[Excerpts from point annotation data]
----------------
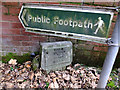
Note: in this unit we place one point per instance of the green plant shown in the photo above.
(111, 84)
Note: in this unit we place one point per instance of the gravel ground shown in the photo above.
(13, 75)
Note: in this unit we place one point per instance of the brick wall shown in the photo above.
(16, 40)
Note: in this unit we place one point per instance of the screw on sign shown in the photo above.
(78, 23)
(81, 23)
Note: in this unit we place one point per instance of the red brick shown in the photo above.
(24, 48)
(7, 38)
(10, 18)
(21, 38)
(23, 32)
(12, 43)
(14, 10)
(38, 38)
(26, 43)
(16, 25)
(5, 25)
(11, 31)
(102, 49)
(4, 9)
(10, 3)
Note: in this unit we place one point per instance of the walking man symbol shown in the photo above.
(100, 25)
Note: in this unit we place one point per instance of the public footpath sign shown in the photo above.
(70, 22)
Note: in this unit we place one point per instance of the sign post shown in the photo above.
(70, 22)
(88, 24)
(111, 55)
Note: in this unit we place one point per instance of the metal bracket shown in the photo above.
(118, 9)
(111, 43)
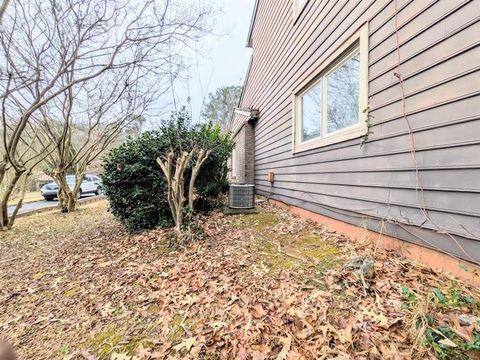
----------------
Format the lines of the data as a numbered list, starting at the line containing "post shown in the photo above." and ending at the last line of the data. Omit blank lines and any pictures.

_Completed task_
1. Note: in this unit we place one point per instance of the sign post shown in the photo above.
2. (70, 22)
3. (88, 24)
4. (111, 55)
5. Note: in this unit we place one point per instance of the metal bracket shown in the photo above.
6. (118, 9)
7. (111, 43)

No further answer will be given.